- **WHAT YOU SHOULD DO**
Copy the entries below with every "located" replaced by "found", leaving everything else unchanged.
○ ○ ○ ○ ○ ○ ○
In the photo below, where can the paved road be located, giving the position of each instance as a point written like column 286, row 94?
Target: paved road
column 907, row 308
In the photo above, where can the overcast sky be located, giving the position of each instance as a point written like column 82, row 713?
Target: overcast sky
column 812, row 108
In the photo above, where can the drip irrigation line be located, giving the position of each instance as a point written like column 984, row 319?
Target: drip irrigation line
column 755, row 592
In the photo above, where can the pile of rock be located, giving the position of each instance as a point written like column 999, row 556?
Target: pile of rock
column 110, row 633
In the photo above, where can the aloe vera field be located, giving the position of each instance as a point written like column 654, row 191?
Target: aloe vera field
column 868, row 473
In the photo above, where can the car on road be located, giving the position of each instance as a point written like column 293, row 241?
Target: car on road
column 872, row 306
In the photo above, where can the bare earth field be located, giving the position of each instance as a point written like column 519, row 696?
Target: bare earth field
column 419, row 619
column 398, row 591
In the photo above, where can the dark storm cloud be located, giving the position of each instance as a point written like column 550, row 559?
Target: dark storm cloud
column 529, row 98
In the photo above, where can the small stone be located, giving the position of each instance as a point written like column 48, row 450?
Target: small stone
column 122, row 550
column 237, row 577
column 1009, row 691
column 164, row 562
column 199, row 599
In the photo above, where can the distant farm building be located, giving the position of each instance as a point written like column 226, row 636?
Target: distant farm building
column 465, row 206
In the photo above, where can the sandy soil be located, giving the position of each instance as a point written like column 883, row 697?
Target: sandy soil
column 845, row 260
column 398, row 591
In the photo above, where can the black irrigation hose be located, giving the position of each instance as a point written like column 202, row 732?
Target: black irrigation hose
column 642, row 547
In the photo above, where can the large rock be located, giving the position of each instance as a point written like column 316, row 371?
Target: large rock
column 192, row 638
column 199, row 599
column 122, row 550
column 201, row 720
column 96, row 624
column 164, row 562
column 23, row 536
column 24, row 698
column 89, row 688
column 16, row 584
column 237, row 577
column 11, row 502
○ ○ ○ ○ ○ ○ ○
- **THE SOLUTION**
In the photo below, where can the paved road be found, giving the position of each instance as a point written like column 286, row 94?
Target: paved road
column 907, row 308
In the photo above, where can the overcast sky be found, giving the position of each instance as a point written like column 82, row 713?
Target: overcast sky
column 812, row 108
In the photo above, where can the drip irrigation line be found, giving the position of each instance as a point written like column 984, row 319?
Target: drip irrigation line
column 755, row 592
In the photo above, where can the pile of rock be found, giving the position of each instance as a point written like column 999, row 556?
Target: pile of rock
column 110, row 633
In the photo above, where can the aloe vera field be found, giving the position of each instance as a point written like column 654, row 191?
Target: aloe vera field
column 868, row 473
In the photo above, where can the car on road be found, giving the position of each instance as a point written like column 293, row 241?
Target: car on road
column 872, row 306
In the photo above, where can the bare earth field be found, giving the position of each instance as a point written like column 519, row 696?
Target: bare earth field
column 419, row 619
column 398, row 591
In the photo above, where can the dark storm cloud be found, giving the position of each instance as a point written like column 550, row 559?
Target: dark storm cloud
column 529, row 98
In the photo above, where can the small stone be found, giving the position of each instance as a point written like column 48, row 450?
Target: small stone
column 122, row 550
column 237, row 577
column 1009, row 691
column 164, row 562
column 199, row 599
In the photo above, where can the distant farm building be found, giving the position of each instance as a point written like column 226, row 636?
Target: distant farm building
column 465, row 206
In the photo above, where can the sandy soil be found, giving the position of each instance as a point written like column 883, row 697?
Target: sandy soil
column 845, row 260
column 398, row 591
In the photo above, where can the black irrigation hose be found, giving the position of each instance as a point written like column 202, row 732?
Target: black irrigation hose
column 642, row 547
In the photo above, where can the large rock be found, giving the position of each instance as a point written like column 316, row 371?
Target: large rock
column 192, row 638
column 199, row 599
column 122, row 550
column 201, row 720
column 96, row 624
column 164, row 562
column 23, row 536
column 24, row 698
column 89, row 688
column 16, row 584
column 237, row 577
column 11, row 502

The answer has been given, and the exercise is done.